[Images for object localization]
★ ★ ★

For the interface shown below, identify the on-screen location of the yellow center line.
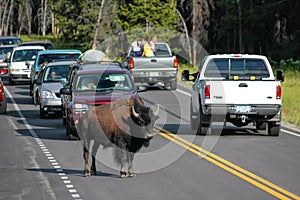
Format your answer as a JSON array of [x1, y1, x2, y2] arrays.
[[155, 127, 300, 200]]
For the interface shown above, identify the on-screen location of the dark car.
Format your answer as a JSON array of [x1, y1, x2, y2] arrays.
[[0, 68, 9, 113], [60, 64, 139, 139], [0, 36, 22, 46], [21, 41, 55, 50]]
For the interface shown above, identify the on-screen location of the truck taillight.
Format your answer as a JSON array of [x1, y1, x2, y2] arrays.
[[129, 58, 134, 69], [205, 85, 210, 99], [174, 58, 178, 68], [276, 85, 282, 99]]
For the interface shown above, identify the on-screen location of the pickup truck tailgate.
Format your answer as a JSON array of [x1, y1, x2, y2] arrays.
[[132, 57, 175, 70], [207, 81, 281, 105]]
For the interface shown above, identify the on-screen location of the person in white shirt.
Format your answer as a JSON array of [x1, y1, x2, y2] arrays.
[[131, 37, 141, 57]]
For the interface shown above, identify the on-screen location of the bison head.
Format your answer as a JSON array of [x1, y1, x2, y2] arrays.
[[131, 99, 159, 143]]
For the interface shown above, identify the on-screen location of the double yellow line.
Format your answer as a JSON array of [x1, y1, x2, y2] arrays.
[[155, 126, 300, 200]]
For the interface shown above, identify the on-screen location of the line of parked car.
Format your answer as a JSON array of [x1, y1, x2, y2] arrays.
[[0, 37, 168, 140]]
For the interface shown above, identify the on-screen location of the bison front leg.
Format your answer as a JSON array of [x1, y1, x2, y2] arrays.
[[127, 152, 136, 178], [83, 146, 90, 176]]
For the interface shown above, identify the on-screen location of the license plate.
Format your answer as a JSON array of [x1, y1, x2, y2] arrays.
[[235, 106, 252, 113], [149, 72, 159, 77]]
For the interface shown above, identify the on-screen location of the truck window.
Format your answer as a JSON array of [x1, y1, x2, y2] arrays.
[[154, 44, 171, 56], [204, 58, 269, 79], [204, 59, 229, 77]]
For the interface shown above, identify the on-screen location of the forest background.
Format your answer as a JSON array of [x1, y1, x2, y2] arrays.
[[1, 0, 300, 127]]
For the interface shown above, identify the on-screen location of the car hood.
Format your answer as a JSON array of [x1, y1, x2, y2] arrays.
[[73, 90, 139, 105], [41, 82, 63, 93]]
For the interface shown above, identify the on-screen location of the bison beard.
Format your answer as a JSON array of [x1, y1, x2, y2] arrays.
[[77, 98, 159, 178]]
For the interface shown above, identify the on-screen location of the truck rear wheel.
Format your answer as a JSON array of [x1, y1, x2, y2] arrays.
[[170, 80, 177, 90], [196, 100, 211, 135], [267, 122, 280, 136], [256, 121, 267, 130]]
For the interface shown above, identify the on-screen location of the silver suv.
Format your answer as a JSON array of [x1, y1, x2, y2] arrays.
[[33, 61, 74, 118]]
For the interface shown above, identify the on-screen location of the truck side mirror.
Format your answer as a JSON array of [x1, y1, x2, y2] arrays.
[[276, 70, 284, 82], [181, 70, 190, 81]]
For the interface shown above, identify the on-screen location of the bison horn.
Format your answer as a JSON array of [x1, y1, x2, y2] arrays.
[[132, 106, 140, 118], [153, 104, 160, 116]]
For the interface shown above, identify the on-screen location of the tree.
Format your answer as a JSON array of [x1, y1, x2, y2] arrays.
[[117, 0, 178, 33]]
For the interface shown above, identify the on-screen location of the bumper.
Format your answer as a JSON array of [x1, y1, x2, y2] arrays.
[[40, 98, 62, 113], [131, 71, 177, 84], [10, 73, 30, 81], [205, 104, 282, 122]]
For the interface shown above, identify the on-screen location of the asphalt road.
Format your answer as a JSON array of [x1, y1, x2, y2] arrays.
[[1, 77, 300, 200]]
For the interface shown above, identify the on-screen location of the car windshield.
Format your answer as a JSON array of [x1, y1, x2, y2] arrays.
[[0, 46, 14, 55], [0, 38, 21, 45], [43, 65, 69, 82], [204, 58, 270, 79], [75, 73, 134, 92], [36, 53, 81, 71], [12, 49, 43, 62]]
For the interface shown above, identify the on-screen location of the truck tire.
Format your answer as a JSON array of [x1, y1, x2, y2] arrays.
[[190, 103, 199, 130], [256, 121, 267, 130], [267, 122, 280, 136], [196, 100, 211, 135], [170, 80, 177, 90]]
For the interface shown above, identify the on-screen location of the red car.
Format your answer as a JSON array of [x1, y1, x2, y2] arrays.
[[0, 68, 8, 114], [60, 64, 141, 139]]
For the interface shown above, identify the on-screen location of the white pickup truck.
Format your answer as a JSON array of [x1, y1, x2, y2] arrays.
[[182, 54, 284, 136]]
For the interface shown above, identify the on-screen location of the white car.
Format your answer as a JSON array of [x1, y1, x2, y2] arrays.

★ ★ ★

> [Work required]:
From the first line to the last, print the records exactly; leave out the pictures.

> [Your response]:
For the interface shown below, identify the on-screen location of the yellow center line.
Format your answer as a JSON array of [x1, y1, x2, y2] arrays.
[[155, 127, 300, 200]]
For the interface shown above, identify the on-screen location of the dark car.
Format your answer as a JSON array of [x1, y1, x2, y2] arrays.
[[0, 68, 9, 113], [60, 64, 139, 139], [0, 36, 22, 46], [21, 41, 55, 50]]
For the interface shown above, identify the on-screen location of the truck taillight.
Format your answer as a JSON array of [x1, y1, x2, y2] arrays.
[[129, 58, 134, 69], [205, 85, 210, 99], [174, 58, 178, 68], [276, 85, 282, 99]]
For the interface shown above, identify the on-screen location of the pickup truck tailgate.
Format your answer as a JSON array of [x1, y1, x2, y2] arrays.
[[132, 57, 175, 70], [207, 81, 281, 105]]
For the interface shown above, identify the on-screen location of the person in white shirt.
Format your answer as a JSON array of [x1, y1, x2, y2] arrays.
[[131, 37, 141, 57]]
For the interface shown above, identify the on-screen location of the bison head.
Format your answer as a JSON array of [x1, y1, x2, y2] arrays.
[[131, 99, 159, 143]]
For the interface shown above, identify the on-screen location of the double yellow line.
Format your answer as a JSON array of [x1, y1, x2, y2] arrays.
[[155, 126, 300, 200]]
For the interface shown above, identify the on-screen location of the line of parked car.
Format your answer as a JSON array of [x1, y1, x2, y2] arrays.
[[0, 37, 168, 140]]
For the interface shown above, identify the on-screen location of the bison front leg.
Format your answer as a JSON array of [x1, y1, x2, y2] arrays.
[[127, 152, 136, 178], [83, 146, 90, 176]]
For the interface shown above, identify the on-screen location of the license plate.
Format your answer as a JSON array of [x1, y1, x2, y2] arrays.
[[235, 106, 252, 113], [149, 72, 159, 77]]
For the interface shown above, identify the on-screen location of the truck window.
Format your answer as a JSON array of [x1, y1, x2, y2] arrays.
[[154, 44, 171, 56], [204, 58, 269, 79], [204, 59, 229, 77]]
For the interface shown above, identify the on-screen location of the forest background.
Format your answer as a JSON array of [x1, y1, x2, y2] arrays.
[[1, 0, 300, 127]]
For the interface shown above, identify the on-screen location of the car hood.
Format your answer as a JSON array of [x1, y1, x2, y2] arrays.
[[73, 90, 139, 105], [41, 82, 63, 93]]
For the interface shown above, identify the on-screen location of the bison beard.
Format your answer as a JSON array of [x1, y1, x2, y2] arrays.
[[77, 98, 159, 178]]
For the interface shown above, identify the on-screen location of the truck rear wheel.
Format your answer as a JSON array of [x1, y1, x2, y2] arrays.
[[170, 80, 177, 90], [196, 100, 211, 135], [267, 122, 280, 136], [256, 121, 267, 130]]
For the interface shown above, identify the on-screen location of the silver suv.
Format your answer as a JSON array of [x1, y1, x2, y2] arrays.
[[33, 61, 74, 118]]
For the interface shown above, identify the on-screen location of the truck side mirror.
Format your answer as a JSON array of [x1, y1, x2, y2] arrays.
[[276, 70, 284, 82], [181, 70, 190, 81]]
For the interface shown above, identify the on-screen location of the bison horn.
Format your answer as a JSON array of [x1, y1, x2, y2] arrays.
[[132, 106, 140, 118], [153, 104, 160, 116]]
For the interface shown above, identify the on-screen location of the tree.
Format your answer as a JSON array of [x1, y1, x2, y2] arrays.
[[117, 0, 178, 33]]
For the interface shown above, identify the on-screen location of the bumper.
Format your answer as a JSON array of [x1, y1, x2, y2] arrays.
[[40, 98, 62, 113], [131, 71, 177, 84], [10, 73, 30, 81], [205, 104, 282, 122]]
For the interface shown above, identify the on-screen location of the asphalt road.
Format your answer as a JSON array of [x1, y1, x2, y2] arrays.
[[1, 77, 300, 200]]
For the interface shown above, identify the on-screen location of the car windshield.
Format your answer as a JSON array of [x1, y1, x2, y2] arrays.
[[0, 46, 14, 55], [0, 38, 21, 45], [43, 65, 69, 82], [204, 58, 270, 79], [75, 73, 134, 92], [36, 53, 81, 71], [12, 49, 43, 62]]
For the interface shown above, identify the on-screen location of the truck tire.
Format your answer as a JSON array of [x1, y1, x2, y2] arrays.
[[190, 103, 199, 130], [256, 121, 267, 130], [267, 122, 280, 136], [196, 100, 211, 135], [170, 80, 177, 90]]
For the interface shown above, identify the on-screen location of the red car.
Format your answer as a JSON array of [x1, y1, x2, y2] arrays.
[[0, 68, 8, 114], [60, 64, 141, 139]]
For the interface shown above, identify the on-screen location of the white pickup truck.
Format your answer as a JSON array of [x1, y1, x2, y2] arrays.
[[182, 54, 284, 136]]
For the interface shown above, identify the on-screen location of the white car.
Format your answer as a JSON array of [x1, y1, x2, y2] arrays.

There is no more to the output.